> _SEGMENTO DEL DOCUMENTO_
* * *

Trascuro, per la priorità dovuta congiunturalmente a una verità ancora più compromessa di quella relativa a Cuba e a Fidel, l’illustrazione che Luis  Salazar ha fatto di cinquant’anni di terrorismo USA nel continente e di come quella sistematica politica di assoggettamento e annientamento non abbia manifestazioni occasionali, ma connoti di sé la linea dei governi statunitensi dalla nascita dell’Unione  e prosegua, intensificata e ulteriormente brutalizzata, oggi. E anche la descrizione da lui fatta delle possenti forze che nei Caraibi e in Latinoamerica stanno fornendo all’umanità la speranza di un vasto fronte antimperialista, non più genericamente no-global, correttivo blandamente pacifista degli ultrà con le zanne a croce uncinata di Washington e Tel Aviv, senza attenzione a sistemi e meccanismi che necessitano di guerra. Un fronte che ha oggi la sua punta avanzata nel Cono Sud del  Venezuela bolivariano di Hugo Chavez, non per nulla nel mirino dei tiratori scelti e dei terroristi Cia. Il tributo reso dal compagno Salazar alla resistenza irachena, vera trincea avanzata dell’umanità oppressa e aggredita e che agli altri obiettivi statunitensi e sionisti dà il prezioso respiro - e l’esempio - per attrezzarsi alla resistenza e alla controffensiva, ha introdotto gli elementi conoscitivi, tanto pervicacemente negati, quando non deformati dalla nostra “sinistra” , di Mohammed Hassan sull’Iraq di oggi e di ieri. Una conoscenza che si deve definire una rettifica a 180 gradi di quanto di tossico e subalterno, a seconda delle fonti, viene oggi somministrato a un pubblico da lobotomizzare e soprattutto da confondere circa i suoi amici veri e i suoi nemici veri.

* * *

> _RIGHE DI DATI_
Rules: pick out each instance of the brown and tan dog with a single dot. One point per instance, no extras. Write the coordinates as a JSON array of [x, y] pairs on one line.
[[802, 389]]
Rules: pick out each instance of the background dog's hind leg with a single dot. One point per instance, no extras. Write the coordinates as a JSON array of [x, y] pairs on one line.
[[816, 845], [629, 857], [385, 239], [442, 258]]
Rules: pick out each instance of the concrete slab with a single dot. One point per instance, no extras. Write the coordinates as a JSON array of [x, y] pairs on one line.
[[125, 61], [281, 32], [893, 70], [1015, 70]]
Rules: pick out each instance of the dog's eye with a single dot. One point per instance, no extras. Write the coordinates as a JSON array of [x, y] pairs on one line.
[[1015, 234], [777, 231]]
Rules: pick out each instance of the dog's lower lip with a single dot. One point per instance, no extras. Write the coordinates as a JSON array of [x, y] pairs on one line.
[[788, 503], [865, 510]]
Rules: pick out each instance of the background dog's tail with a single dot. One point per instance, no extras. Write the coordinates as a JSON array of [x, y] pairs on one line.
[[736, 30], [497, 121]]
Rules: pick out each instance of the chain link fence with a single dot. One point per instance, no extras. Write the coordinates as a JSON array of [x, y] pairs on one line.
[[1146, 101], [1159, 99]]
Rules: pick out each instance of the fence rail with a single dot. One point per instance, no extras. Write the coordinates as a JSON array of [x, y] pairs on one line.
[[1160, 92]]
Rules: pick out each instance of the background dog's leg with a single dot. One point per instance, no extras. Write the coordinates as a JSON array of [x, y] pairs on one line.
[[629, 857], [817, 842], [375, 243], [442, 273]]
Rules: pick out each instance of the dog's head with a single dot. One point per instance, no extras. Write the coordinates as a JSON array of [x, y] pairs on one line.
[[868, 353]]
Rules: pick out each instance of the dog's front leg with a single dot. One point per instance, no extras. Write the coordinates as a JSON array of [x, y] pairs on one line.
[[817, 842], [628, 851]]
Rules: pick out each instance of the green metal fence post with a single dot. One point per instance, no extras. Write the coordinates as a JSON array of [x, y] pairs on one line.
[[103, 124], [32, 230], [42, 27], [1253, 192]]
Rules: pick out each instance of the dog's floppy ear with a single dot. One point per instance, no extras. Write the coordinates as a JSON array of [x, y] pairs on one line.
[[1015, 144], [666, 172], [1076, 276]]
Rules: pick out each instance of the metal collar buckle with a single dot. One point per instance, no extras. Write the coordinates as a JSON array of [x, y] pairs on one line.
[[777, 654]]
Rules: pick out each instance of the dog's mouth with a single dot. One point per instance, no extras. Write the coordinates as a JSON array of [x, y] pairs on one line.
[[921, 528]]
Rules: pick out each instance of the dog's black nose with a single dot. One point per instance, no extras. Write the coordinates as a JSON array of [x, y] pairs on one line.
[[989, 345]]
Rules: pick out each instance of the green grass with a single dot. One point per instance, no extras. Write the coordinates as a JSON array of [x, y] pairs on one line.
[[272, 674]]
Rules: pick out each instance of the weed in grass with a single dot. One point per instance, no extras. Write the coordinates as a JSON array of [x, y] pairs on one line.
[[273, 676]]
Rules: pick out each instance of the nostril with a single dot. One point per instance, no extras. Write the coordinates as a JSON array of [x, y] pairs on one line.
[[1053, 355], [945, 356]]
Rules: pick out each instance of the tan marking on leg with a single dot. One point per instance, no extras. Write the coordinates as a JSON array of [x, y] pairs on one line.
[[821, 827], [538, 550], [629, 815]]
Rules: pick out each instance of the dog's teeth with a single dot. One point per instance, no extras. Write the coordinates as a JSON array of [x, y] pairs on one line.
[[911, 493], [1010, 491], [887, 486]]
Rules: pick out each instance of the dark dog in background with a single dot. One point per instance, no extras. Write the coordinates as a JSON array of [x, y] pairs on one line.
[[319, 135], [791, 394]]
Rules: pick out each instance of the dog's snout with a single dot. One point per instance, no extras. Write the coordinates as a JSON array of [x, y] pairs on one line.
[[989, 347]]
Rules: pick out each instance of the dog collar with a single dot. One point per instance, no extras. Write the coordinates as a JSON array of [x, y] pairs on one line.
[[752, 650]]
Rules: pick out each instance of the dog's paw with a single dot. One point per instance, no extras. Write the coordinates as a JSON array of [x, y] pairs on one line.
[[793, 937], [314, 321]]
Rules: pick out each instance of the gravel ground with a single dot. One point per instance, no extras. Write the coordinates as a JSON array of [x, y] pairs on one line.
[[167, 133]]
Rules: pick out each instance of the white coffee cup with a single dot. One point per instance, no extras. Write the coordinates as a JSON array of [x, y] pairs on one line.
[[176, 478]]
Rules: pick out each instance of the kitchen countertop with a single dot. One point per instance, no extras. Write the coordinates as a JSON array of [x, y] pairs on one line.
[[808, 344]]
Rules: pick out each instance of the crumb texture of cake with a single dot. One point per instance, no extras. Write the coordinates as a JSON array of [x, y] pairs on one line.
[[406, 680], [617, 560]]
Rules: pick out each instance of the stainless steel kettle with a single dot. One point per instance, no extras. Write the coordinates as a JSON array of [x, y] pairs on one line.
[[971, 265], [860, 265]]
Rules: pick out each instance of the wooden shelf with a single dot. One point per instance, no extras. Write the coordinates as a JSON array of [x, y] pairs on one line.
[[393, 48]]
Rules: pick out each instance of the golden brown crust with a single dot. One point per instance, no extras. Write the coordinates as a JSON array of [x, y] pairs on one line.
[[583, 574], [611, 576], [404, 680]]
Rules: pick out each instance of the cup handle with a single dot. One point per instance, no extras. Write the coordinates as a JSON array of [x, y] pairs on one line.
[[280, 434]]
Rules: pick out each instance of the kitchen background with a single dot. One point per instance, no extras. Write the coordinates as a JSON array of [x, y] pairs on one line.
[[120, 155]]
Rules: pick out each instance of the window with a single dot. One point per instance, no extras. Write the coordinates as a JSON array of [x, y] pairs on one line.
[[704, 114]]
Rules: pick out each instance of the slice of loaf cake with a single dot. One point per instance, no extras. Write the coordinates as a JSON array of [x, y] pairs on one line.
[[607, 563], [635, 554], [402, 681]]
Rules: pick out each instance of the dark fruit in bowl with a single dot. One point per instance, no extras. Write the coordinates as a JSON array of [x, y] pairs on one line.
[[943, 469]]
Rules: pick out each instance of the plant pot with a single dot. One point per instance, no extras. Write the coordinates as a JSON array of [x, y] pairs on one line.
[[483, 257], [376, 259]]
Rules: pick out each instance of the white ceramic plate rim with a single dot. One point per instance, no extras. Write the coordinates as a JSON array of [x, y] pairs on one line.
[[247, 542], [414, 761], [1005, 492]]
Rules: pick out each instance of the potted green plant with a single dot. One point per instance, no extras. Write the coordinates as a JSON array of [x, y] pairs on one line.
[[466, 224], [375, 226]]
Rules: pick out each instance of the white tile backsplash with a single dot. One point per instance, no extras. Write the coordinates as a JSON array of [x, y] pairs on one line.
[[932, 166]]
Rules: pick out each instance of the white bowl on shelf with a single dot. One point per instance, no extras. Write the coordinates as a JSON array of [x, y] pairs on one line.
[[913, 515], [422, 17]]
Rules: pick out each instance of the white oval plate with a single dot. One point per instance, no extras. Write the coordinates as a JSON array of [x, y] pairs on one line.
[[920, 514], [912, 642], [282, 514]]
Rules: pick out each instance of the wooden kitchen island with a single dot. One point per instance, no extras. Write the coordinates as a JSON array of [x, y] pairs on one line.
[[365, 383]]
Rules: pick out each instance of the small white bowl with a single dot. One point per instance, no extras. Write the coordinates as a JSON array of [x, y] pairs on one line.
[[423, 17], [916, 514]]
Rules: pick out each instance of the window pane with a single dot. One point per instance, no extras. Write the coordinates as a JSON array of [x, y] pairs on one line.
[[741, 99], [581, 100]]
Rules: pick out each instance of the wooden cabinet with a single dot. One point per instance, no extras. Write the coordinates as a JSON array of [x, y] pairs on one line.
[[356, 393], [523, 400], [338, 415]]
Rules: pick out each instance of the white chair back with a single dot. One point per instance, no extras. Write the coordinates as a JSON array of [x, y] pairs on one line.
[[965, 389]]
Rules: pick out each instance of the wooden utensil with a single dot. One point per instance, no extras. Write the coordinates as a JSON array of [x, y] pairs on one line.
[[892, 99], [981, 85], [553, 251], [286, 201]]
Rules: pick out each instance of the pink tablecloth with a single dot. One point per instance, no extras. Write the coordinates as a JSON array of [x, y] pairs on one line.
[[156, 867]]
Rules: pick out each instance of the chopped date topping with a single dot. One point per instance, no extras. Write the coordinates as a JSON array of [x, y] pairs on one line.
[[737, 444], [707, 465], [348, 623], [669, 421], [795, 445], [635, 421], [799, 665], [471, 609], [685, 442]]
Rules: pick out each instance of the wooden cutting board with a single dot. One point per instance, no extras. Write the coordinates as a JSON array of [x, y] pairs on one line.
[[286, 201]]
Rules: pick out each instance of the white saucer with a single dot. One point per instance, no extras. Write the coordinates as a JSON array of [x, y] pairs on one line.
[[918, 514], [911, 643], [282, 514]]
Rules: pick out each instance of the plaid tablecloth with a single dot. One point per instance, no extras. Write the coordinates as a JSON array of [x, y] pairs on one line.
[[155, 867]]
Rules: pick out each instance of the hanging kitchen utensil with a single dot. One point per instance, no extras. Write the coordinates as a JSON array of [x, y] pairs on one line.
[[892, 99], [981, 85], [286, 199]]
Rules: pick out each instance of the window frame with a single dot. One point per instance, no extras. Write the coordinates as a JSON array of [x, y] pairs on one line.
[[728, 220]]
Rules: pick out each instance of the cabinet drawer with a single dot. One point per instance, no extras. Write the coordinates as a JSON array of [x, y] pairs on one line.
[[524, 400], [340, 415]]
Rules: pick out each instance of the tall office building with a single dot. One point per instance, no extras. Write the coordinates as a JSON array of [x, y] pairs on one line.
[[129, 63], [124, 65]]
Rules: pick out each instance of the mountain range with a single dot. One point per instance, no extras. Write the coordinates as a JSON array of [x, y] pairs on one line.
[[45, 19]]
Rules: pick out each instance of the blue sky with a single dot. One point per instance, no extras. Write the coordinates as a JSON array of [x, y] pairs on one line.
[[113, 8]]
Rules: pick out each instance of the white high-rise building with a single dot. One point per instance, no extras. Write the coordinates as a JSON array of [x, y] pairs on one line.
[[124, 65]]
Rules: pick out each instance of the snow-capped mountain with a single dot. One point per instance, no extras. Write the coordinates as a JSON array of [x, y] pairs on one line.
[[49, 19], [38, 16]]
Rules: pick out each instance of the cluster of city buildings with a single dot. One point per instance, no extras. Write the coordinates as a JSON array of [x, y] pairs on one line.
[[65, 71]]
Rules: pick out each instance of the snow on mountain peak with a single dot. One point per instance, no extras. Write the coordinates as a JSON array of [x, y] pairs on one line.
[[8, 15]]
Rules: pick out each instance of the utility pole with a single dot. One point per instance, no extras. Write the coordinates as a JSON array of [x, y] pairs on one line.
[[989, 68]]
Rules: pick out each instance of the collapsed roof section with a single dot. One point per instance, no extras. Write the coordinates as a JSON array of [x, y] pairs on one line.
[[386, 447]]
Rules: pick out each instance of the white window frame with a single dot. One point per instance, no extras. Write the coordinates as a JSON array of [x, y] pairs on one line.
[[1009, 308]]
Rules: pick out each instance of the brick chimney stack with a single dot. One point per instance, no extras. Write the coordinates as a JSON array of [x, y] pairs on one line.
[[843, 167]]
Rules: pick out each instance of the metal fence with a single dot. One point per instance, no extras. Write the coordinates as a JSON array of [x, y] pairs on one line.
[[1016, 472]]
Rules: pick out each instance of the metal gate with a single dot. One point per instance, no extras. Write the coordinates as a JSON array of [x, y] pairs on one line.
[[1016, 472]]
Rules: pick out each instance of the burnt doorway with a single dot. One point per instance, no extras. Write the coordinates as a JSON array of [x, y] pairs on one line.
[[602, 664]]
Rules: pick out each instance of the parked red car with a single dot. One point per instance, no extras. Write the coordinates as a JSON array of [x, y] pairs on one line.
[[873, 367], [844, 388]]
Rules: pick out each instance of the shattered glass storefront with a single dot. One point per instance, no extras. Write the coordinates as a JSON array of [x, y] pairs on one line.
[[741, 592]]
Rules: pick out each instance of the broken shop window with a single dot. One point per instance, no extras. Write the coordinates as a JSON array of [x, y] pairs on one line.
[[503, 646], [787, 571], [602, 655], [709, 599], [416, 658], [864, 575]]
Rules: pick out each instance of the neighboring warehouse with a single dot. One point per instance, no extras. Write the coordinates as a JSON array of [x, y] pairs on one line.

* * *

> _COMPITO_
Indica dove ha oggi la sua punta avanzata il fronte antimperialista, secondo il segmento del documento.

> _LA SOLUZIONE_
Nel Cono Sud del Venezuela bolivariano di Hugo Chavez.